### What needs to be done:
Copy out the data below word for word, from the line that contains "the blue protective" through the final line of the data, including both.
BEGIN
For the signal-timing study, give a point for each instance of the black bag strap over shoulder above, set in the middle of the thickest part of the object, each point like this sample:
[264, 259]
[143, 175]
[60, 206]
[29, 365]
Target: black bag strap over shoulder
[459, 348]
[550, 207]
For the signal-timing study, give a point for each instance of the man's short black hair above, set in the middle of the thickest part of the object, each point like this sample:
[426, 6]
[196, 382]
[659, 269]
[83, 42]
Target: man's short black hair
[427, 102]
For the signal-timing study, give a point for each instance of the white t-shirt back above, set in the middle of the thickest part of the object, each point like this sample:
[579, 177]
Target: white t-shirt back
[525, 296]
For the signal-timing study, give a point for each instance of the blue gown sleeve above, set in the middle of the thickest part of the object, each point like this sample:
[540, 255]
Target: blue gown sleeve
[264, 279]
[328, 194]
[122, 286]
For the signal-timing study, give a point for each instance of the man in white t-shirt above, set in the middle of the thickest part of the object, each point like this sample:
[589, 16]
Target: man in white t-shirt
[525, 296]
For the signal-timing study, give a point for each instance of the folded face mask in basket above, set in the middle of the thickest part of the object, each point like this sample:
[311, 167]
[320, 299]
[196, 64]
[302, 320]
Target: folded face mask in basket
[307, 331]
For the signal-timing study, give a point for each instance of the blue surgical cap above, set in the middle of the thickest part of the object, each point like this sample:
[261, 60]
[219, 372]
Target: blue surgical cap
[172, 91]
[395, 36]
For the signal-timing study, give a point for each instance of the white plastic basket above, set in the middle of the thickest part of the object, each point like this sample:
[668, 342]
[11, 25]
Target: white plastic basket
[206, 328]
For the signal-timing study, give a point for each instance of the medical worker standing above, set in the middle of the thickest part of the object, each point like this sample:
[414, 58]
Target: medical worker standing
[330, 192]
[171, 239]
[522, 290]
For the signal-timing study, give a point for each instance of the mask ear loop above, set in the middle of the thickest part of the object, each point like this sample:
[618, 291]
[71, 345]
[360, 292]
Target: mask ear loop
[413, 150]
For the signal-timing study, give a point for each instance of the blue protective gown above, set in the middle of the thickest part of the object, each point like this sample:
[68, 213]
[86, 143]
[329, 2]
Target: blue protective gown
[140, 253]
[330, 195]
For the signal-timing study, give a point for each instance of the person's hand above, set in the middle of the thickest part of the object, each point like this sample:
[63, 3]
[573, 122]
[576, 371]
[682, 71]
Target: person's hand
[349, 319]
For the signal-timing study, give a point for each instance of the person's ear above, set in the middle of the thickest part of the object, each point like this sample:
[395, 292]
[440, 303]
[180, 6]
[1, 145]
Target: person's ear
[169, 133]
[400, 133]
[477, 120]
END
### Task answer:
For the signal-timing study, give a point for each instance of the blue protective gown above, set in the middle of the thickest part of the object, each point like this sample:
[68, 213]
[86, 143]
[329, 2]
Target: blue protective gown
[140, 253]
[330, 195]
For the signal-timing study, give a point for each instance of the person's hand above, set in the middle of the thickest part of the object, each point like this sample:
[63, 3]
[573, 122]
[576, 371]
[682, 71]
Target: person's hand
[349, 319]
For the signal-timing study, give a point for each instance of the person's ear above, set in the middle of the thickest part of the object, each point like this sample:
[395, 292]
[440, 303]
[180, 6]
[1, 145]
Target: person's ear
[169, 133]
[400, 133]
[477, 120]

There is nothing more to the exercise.